Accounts receivable are presented net of an allowance for doubtful accounts. The Company maintains allowances for doubtful accounts for estimated losses. The Company reviews the accounts receivable on a periodic basis and makes general and specific allowances when there is doubt as to the collectability of individual balances. In evaluating the collectability of individual receivable balances, the Company considers many factors, including the age of the balance, a customer’s historical payment history, its current credit-worthiness and current economic trends. Accounts are written off after exhaustive efforts at collection. At June 30, 2014 and December 31, 2013, the Company has established, based on a review of its outstanding balances, an allowance for doubtful accounts in the amount of $28,098.

Basis of Accounting

These unaudited condensed consolidated financial statements have been prepared using the basis of accounting generally accepted in the United States of America for interim financial statements and with Form 10-Q and article 8 of the Regulation S-X of the United States Securities and Exchange Commission (“SEC”). Under this basis of accounting, revenues are recorded as earned and expenses are recorded at the time liabilities are incurred.

Cash and Equivalents

The Company considers all highly liquid instruments purchased with an original maturity of three months or less and money market accounts to be cash equivalents.  There were no cash equivalents at June 30, 2014 and December 31, 2013.

Use of Estimates

The preparation of the financial statements in conformity with accounting principles generally accepted in the United States requires management to make estimates and assumptions that affect the reported amounts of assets and liabilities, and disclosure of contingent liabilities at the date of the financial statements and the reported amounts of expenses during the reporting period.  Actual results could differ from those estimates.

Derivative Liabilities
 
The Company assessed the classification of its derivative financial instruments as of June 30, 2014, which consist of convertible instruments and rights to shares of the Company’s common stock, and determined that such derivatives meet the criteria for liability classification under ASC 815.
 
ASC 815 generally provides three criteria that, if met, require companies to bifurcate conversion options from their host instruments and account for them as free standing derivative financial instruments. These three criteria include circumstances in which (a) the economic characteristics and risks of the embedded derivative instrument are not clearly and closely related to the economic characteristics and risks of the host contract, (b) the hybrid instrument that embodies both the embedded derivative instrument and the host contract is not re-measured at fair value under otherwise applicable generally accepted accounting principles with changes in fair value reported in earnings as they occur and (c) a separate instrument with the same terms as the embedded derivative instrument would be considered a derivative instrument subject to the requirements of ASC 815. ASC 815 also provides an exception to this rule when the host instrument is deemed to be conventional, as described.

» EXTRACTED RECORDS:

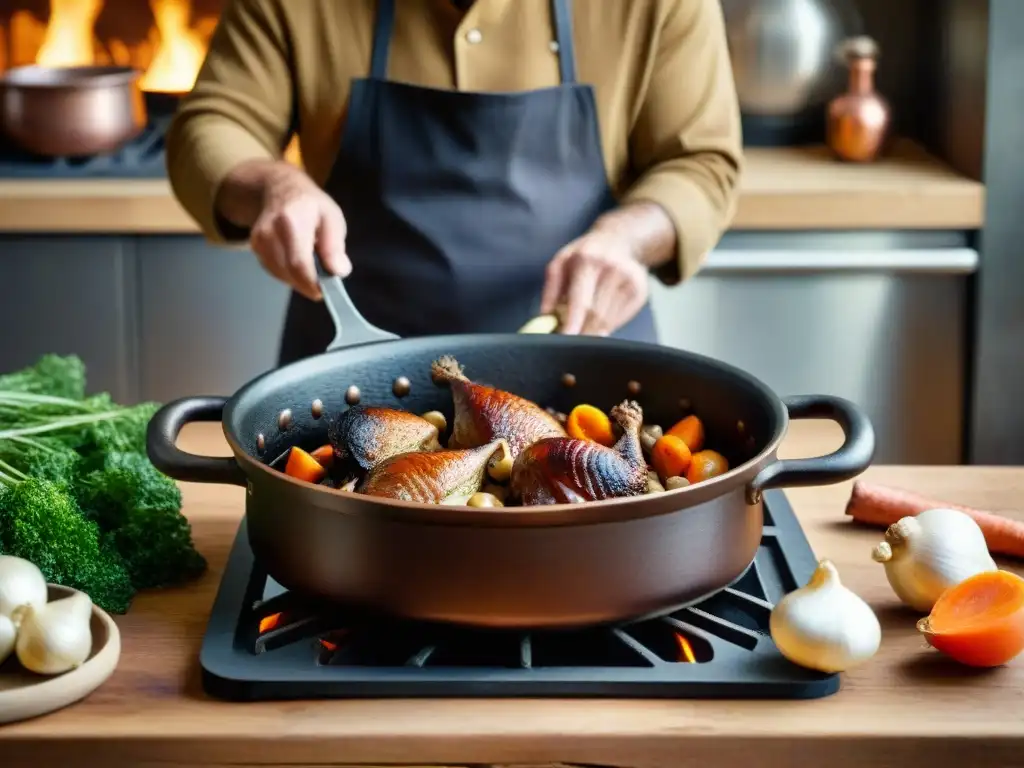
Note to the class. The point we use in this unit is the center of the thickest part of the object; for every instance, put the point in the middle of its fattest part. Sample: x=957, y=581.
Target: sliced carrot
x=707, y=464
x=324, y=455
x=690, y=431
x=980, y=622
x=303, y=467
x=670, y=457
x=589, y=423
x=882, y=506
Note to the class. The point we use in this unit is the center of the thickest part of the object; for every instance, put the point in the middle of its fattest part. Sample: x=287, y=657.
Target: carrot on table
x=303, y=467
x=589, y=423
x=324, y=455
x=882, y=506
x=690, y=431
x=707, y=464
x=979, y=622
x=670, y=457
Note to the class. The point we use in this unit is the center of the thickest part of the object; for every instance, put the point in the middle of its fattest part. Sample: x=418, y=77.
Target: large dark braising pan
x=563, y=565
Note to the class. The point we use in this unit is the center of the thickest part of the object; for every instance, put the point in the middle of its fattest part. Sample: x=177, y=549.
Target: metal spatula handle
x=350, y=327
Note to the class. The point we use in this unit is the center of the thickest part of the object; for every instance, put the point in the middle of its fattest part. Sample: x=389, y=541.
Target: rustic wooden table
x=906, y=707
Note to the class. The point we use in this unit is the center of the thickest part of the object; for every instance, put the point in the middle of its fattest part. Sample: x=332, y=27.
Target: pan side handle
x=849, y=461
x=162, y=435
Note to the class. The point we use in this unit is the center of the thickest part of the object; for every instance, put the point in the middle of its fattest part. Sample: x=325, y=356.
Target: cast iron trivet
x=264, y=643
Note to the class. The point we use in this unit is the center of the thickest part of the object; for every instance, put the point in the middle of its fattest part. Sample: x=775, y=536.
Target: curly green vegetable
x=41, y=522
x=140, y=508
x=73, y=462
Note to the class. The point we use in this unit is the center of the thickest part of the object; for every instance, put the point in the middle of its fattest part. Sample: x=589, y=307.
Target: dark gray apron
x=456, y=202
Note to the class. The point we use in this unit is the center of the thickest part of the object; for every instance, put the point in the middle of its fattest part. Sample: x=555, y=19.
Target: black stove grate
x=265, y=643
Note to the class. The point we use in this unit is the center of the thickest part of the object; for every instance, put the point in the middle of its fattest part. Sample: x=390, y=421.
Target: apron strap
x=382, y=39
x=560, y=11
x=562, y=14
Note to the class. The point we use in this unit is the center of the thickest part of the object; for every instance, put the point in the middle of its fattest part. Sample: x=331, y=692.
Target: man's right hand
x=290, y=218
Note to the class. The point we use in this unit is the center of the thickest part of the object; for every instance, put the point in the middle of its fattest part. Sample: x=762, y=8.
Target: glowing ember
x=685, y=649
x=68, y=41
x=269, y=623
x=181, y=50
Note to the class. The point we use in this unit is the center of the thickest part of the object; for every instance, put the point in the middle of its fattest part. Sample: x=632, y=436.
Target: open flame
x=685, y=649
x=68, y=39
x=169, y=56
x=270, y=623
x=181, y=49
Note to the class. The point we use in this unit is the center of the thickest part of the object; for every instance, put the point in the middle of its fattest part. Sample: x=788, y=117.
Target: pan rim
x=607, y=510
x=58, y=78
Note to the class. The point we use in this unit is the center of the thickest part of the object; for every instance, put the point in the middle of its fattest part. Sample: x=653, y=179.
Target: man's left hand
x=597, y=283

* * *

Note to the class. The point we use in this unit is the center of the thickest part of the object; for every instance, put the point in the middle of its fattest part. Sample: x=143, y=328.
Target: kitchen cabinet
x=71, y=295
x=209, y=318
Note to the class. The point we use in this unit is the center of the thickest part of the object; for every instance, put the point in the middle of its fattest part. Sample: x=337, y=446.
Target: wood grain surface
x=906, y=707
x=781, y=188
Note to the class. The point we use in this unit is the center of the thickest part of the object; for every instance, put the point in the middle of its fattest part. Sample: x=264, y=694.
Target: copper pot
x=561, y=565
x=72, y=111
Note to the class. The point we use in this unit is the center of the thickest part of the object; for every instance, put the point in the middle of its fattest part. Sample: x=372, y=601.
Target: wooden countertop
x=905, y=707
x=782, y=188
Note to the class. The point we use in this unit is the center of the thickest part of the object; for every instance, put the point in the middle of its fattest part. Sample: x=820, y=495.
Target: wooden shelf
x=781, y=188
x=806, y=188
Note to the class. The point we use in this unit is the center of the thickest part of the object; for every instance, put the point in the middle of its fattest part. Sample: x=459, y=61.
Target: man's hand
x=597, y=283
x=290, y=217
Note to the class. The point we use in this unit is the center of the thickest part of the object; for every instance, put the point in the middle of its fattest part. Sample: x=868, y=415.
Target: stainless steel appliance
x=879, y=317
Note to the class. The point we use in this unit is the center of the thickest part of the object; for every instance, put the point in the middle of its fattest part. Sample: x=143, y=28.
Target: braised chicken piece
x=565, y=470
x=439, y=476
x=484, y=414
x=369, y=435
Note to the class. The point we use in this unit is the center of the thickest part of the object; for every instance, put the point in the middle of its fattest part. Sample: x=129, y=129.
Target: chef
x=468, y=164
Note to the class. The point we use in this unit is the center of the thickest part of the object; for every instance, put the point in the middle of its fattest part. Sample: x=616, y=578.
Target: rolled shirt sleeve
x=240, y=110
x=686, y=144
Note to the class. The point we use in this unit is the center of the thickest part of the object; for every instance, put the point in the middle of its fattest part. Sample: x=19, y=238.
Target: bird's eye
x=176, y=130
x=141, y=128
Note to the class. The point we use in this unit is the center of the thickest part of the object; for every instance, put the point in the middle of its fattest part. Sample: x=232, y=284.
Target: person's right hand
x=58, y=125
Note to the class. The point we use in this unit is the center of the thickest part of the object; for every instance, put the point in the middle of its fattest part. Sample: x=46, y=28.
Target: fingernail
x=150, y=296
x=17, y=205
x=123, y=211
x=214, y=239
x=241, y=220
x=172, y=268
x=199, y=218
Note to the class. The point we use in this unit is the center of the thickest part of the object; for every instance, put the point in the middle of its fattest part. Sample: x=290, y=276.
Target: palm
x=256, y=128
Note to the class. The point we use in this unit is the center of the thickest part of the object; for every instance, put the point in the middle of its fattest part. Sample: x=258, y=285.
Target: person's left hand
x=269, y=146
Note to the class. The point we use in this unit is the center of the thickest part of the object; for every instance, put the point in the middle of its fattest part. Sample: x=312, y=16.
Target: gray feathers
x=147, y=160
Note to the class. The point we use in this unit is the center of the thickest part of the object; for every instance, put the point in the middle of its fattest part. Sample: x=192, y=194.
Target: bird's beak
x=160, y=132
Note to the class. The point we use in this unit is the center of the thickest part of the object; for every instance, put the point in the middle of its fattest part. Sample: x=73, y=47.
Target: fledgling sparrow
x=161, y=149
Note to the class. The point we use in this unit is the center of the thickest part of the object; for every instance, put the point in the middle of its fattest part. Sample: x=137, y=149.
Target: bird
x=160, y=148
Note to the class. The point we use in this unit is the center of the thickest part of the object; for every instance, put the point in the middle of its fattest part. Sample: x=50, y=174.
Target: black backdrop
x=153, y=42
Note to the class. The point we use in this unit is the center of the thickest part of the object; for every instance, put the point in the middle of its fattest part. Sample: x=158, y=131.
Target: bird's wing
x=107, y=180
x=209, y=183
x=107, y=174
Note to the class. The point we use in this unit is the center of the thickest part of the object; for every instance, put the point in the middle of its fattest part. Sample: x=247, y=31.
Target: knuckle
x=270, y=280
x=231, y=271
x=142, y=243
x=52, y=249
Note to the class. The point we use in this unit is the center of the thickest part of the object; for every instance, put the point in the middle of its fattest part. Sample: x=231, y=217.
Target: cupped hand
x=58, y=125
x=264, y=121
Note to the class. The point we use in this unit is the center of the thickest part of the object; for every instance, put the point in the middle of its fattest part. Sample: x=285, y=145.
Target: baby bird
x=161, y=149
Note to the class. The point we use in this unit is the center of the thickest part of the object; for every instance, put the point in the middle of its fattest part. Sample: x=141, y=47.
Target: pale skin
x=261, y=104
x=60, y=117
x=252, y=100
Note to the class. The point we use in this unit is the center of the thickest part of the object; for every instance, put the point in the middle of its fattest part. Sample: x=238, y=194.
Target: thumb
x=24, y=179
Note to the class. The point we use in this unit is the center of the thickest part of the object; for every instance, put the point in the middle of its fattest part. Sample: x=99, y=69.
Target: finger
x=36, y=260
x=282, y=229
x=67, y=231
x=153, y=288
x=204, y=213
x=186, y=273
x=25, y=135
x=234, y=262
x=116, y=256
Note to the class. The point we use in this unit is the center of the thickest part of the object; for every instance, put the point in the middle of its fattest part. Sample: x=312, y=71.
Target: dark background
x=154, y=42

==

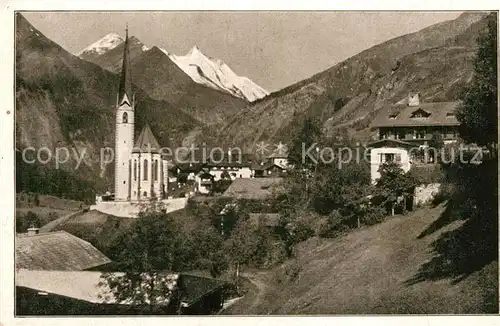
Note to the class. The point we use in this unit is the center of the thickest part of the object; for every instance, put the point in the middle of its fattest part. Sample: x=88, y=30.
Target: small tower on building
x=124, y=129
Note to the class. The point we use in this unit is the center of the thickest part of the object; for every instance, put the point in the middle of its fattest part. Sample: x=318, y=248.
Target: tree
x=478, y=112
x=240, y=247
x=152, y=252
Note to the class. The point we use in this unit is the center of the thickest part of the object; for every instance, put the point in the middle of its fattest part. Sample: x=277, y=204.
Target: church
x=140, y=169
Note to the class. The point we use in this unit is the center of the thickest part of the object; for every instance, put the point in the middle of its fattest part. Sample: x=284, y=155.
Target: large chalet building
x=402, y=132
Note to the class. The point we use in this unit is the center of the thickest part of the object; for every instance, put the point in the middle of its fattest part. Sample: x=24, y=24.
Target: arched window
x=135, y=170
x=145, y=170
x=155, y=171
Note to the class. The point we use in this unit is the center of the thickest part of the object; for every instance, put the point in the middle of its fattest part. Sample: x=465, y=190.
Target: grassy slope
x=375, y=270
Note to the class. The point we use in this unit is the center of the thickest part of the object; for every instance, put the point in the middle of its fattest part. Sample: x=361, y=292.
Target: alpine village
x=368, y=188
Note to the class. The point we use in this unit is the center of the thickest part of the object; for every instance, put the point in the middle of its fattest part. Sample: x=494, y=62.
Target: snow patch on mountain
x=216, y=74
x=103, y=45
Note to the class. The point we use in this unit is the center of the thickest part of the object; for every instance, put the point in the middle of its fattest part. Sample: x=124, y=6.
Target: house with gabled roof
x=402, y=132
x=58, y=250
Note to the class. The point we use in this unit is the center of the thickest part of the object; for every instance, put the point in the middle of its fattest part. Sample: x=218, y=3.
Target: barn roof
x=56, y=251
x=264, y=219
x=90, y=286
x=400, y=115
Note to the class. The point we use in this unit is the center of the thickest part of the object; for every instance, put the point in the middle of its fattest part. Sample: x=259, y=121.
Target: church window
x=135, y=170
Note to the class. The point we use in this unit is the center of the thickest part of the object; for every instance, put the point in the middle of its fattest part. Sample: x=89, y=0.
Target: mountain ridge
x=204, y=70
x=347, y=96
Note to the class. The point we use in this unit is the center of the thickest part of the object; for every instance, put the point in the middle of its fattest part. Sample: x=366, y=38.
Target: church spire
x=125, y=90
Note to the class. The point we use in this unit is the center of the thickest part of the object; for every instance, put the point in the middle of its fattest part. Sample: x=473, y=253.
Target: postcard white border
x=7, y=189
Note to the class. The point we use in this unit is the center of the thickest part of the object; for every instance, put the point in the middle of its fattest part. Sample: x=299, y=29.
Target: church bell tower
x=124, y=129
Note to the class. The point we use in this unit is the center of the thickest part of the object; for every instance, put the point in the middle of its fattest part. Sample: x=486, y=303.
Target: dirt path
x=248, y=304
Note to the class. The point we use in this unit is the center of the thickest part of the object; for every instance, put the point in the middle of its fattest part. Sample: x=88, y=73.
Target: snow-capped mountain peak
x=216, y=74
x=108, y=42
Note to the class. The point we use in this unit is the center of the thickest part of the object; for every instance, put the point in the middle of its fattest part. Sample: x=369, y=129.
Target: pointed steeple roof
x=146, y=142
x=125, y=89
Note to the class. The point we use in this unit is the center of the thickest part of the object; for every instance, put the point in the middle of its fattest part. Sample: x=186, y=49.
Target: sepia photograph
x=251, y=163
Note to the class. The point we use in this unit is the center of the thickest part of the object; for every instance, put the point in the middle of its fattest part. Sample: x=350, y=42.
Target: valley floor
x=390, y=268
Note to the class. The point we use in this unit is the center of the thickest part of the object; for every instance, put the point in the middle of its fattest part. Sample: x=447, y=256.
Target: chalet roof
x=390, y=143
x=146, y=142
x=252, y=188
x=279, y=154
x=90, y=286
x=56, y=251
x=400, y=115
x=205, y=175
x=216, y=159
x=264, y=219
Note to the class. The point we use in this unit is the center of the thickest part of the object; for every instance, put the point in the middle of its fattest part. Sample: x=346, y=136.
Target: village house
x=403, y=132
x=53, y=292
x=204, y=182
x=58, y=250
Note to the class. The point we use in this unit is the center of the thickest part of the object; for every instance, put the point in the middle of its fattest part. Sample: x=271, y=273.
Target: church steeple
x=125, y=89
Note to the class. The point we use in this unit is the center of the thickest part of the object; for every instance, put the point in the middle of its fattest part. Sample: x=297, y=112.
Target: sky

» WHAT THIS EXERCISE ASKS:
A) According to the accounting-policy notes, what amount did the Company establish as its allowance for doubtful accounts at June 30, 2014 and December 31, 2013?
B) Continue the accounting-policy notes from their last sentence.

» SET OF ANSWERS:
A) $28,098

B)
 
 
Inventory

Inventory is stated at the lower of cost or market value using the FIFO method.  Inventory consists primarily of finished goods and packaging materials and production supplies, i.e. packaged consumable energy supplements, manufactured under contract, and the wrappers and containers they are sold in. A periodic inventory system is maintained by 100% count. Inventory is replaced periodically to maintain the optimum stock on hand available for immediate shipment.  

Fair Value of Financial Instruments

Effective January 1, 2008, the Company adopted FASB ASC 820-Fair Value Measurements and Disclosures, or ASC 820, for assets and liabilities measured at fair value on a recurring basis. ASC 820 establishes a common definition for fair value to be applied to existing generally accepted accounting principles that require the use of fair value measurements establishes a framework for measuring fair value and expands disclosure about such fair value measurements. The adoption of ASC 820 did not have an impact on the Company’s financial position or operating results, but did expand certain disclosures.
 
ASC 820 defines fair value as the price that would be received to sell an asset or paid to transfer a liability in an orderly transaction between market participants at the measurement date. Additionally, ASC 820 requires the use of valuation techniques that maximize the use of observable inputs and minimize the use of unobservable inputs. These inputs are prioritized below:
 
Level 1:
Observable inputs such as quoted market prices in active markets for identical assets or liabilities
   
Level 2:
Observable market-based inputs or unobservable inputs that are corroborated by market data
 
Level 3:
Unobservable inputs for which there is little or no market data, which require the use of the reporting entity’s own assumptions.
 
The Company did not have any Level 2 or Level 3 assets or liabilities as of June 30, 2014, with the exception of its convertible notes payable. The carrying amounts of these liabilities at June 30, 2014 approximate their respective fair value based on the Company’s incremental borrowing rate.
 
Cash is considered to be highly liquid and easily tradable as of June 30, 2014 and therefore classified as Level 1 within our fair value hierarchy.
 
In addition, FASB ASC 825-10-25 Fair Value Option, or ASC 825-10-25, was effective for January 1, 2008. ASC 825-10-25 expands opportunities to use fair value measurements in financial reporting and permits entities to choose to measure many financial instruments and certain other items at fair value. The Company did not elect the fair value options for any of its qualifying financial instruments.

Convertible Instruments
 
The Company evaluates and accounts for conversion options embedded in its convertible instruments in accordance with professional standards for “Accounting for Derivative Instruments and Hedging Activities”.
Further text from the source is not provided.